▶ **POR HACER**:
Devuelve sin cambios el pasaje del artículo sobre los días santos que va desde "Se diría que" hasta "angustiadas y tristes.".

2.11. La santa efemérides

  • José Carlos Mariátegui

 

         1Estos días tranquilos, apacibles, beatos, en que el mundo católico tiene un gesto de recogimiento y devoción, llevan en su mística tristeza una calma sedante, una amable consolación a los espíritus fatigados por el vértigo de la vida diaria. Son a lo menos dos días en que no nos sentimos hostigados por el trajín febricitante de las especulaciones y en que una tregua de serenidad y de quietud nos permite olvidarnos de amarguras y lacerías y detenernos en la contemplación bienhechora de nuestro mundo interior.
         Se diría que las inquietudes y turbaciones de la vida, que la fiebre de sus negocios y de sus ansias, que los requerimientos y exigencias de este vórtice que, como observaba un amable e irónico cronista, hacen del H.P. de los automóviles raudos todo un símbolo de la existencia contemporánea, nos sustrajesen al regalo espiritual de sentirnos solos, de meternos dentro de nosotros mismos y escuchar los latidos en que palpitan todos los anhelos de nuestras almas angustiadas y tristes.
         Este mareante torbellino de todos los días nos aletarga en un engañoso sueño de alegrías convencionales y placeres fugaces, nos extasía ante el cuadro impresionante de una civilización aparatosa, nos sume en un grato adormecimiento de nuestra voluntad y nuestros sentidos y excita a nuestra imaginación de opiatizados el florecimiento de las ficciones.

▶ **DATOS MOSTRADOS**:

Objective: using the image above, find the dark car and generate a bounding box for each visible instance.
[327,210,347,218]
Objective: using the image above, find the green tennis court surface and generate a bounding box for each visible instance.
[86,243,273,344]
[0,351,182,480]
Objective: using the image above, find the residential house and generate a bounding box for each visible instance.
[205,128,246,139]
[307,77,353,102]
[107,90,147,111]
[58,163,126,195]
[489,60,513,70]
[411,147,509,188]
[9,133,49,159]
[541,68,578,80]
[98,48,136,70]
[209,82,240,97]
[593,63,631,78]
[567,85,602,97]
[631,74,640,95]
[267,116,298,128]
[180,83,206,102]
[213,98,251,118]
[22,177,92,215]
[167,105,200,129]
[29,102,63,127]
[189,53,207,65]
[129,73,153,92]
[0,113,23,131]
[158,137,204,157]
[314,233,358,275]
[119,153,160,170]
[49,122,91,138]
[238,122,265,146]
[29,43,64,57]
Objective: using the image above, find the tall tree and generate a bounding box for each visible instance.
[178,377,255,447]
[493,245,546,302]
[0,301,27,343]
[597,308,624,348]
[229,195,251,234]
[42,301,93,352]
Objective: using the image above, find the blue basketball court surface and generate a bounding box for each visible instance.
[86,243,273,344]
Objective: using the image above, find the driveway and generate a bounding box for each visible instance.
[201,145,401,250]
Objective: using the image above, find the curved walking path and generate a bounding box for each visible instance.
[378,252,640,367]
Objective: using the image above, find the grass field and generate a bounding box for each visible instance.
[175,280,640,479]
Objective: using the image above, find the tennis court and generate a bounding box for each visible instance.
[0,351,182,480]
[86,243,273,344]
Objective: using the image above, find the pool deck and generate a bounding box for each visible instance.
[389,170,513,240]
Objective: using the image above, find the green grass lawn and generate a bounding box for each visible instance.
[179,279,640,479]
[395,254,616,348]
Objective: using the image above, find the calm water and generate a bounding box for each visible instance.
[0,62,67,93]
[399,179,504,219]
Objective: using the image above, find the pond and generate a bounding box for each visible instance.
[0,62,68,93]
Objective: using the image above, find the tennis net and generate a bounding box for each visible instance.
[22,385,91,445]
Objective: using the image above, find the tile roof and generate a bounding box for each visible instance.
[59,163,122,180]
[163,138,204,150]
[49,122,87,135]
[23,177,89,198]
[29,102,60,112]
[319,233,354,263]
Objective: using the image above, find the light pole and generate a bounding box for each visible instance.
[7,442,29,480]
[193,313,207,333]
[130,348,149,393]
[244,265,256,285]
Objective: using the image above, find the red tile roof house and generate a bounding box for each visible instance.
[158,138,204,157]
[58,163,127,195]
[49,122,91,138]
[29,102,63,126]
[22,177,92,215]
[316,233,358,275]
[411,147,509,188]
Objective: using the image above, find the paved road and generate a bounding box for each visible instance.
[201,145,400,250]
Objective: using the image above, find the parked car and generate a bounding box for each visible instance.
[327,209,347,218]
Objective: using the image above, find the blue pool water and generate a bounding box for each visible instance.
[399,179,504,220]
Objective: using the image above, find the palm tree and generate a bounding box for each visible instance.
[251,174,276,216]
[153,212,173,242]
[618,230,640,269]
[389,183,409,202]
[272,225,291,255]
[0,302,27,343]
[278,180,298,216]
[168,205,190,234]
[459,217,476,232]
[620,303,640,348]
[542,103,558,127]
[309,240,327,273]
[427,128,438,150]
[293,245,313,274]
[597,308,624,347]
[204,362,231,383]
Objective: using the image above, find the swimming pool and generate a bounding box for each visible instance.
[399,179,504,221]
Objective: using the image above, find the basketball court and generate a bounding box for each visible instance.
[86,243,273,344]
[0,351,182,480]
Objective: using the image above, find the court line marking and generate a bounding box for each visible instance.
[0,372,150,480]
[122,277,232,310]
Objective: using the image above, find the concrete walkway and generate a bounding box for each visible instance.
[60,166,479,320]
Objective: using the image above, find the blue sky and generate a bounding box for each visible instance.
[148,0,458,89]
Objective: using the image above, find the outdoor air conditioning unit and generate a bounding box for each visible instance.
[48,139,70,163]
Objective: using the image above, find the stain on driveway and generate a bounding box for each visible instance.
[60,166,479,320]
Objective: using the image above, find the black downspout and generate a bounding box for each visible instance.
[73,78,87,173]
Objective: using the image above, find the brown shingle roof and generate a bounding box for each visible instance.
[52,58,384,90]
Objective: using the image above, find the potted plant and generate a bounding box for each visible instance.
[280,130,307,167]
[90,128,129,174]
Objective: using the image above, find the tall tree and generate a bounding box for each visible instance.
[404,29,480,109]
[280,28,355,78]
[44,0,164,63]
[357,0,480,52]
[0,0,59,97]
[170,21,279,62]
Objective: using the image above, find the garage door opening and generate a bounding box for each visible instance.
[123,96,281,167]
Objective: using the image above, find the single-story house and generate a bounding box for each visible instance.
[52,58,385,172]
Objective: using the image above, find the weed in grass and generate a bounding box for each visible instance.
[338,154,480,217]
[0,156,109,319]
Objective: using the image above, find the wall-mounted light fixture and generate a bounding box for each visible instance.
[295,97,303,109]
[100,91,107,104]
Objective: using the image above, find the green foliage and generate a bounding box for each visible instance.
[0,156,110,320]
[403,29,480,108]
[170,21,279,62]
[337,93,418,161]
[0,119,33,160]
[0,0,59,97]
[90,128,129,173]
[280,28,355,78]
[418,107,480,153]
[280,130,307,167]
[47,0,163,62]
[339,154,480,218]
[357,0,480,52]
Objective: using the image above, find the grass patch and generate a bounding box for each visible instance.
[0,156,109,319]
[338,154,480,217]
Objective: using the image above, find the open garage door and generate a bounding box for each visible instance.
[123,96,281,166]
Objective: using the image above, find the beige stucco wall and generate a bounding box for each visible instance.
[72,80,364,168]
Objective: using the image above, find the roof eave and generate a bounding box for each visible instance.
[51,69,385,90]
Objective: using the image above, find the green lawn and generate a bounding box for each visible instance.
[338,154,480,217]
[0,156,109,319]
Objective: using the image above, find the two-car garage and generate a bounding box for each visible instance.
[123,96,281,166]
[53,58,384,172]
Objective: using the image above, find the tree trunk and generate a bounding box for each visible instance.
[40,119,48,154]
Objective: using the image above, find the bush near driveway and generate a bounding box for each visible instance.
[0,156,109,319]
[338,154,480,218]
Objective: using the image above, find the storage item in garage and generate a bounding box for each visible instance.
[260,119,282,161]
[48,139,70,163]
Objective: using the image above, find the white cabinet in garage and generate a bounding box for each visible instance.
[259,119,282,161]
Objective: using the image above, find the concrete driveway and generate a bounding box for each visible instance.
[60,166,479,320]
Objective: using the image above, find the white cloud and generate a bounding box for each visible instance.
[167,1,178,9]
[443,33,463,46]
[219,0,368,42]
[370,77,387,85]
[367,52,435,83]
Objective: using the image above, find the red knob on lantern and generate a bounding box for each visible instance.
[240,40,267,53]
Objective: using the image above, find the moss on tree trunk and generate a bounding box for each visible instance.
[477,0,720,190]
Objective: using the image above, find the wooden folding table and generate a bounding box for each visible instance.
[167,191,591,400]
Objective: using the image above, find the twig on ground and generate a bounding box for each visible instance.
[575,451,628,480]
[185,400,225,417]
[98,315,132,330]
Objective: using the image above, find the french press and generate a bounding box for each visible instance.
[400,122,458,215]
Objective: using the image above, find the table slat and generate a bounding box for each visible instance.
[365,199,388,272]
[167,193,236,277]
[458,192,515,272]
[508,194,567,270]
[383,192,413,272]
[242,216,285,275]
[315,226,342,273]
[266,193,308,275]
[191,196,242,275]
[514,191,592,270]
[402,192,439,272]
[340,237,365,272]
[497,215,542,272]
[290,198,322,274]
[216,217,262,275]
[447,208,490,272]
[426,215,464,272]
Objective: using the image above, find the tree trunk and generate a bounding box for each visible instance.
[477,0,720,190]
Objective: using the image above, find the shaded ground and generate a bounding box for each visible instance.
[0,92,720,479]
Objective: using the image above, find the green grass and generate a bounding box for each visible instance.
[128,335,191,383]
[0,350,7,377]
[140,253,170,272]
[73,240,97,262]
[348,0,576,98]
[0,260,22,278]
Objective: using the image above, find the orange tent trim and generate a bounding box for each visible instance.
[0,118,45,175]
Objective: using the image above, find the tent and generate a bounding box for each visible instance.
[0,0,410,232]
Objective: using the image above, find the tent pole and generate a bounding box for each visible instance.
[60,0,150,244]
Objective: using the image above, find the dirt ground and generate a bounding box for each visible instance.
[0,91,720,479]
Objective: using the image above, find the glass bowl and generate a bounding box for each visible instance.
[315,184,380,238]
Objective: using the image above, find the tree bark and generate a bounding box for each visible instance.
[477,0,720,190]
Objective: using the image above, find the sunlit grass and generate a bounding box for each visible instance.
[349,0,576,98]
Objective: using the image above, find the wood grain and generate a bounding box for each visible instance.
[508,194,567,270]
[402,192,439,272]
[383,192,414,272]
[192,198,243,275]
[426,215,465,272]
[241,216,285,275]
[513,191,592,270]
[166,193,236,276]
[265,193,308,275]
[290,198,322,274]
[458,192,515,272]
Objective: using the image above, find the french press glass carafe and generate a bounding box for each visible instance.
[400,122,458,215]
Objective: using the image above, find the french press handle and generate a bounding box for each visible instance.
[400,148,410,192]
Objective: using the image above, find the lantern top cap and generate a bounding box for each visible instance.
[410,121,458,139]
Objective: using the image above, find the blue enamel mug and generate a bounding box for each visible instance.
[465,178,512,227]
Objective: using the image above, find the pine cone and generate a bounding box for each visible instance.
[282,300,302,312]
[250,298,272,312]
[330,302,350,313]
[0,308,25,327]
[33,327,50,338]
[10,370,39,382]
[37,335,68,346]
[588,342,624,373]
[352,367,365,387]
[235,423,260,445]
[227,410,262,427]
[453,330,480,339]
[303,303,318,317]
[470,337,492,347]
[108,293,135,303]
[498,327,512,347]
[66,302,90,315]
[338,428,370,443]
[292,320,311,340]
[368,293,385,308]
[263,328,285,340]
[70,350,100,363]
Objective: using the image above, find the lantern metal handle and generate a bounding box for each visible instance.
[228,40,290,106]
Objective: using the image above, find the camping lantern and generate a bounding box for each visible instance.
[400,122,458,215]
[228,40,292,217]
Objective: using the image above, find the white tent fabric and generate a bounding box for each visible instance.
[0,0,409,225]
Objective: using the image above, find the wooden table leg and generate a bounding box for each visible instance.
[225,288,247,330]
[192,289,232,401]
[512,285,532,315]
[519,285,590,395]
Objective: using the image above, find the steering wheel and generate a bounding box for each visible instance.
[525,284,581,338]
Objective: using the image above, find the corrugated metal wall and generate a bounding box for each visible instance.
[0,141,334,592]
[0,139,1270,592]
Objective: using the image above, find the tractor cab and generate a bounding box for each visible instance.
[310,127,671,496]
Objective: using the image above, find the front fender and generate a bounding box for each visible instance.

▶ **SOLUCIÓN**:
Se diría que las inquietudes y turbaciones de la vida, que la fiebre de sus negocios y de sus ansias, que los requerimientos y exigencias de este vórtice que, como observaba un amable e irónico cronista, hacen del H.P. de los automóviles raudos todo un símbolo de la existencia contemporánea, nos sustrajesen al regalo espiritual de sentirnos solos, de meternos dentro de nosotros mismos y escuchar los latidos en que palpitan todos los anhelos de nuestras almas angustiadas y tristes.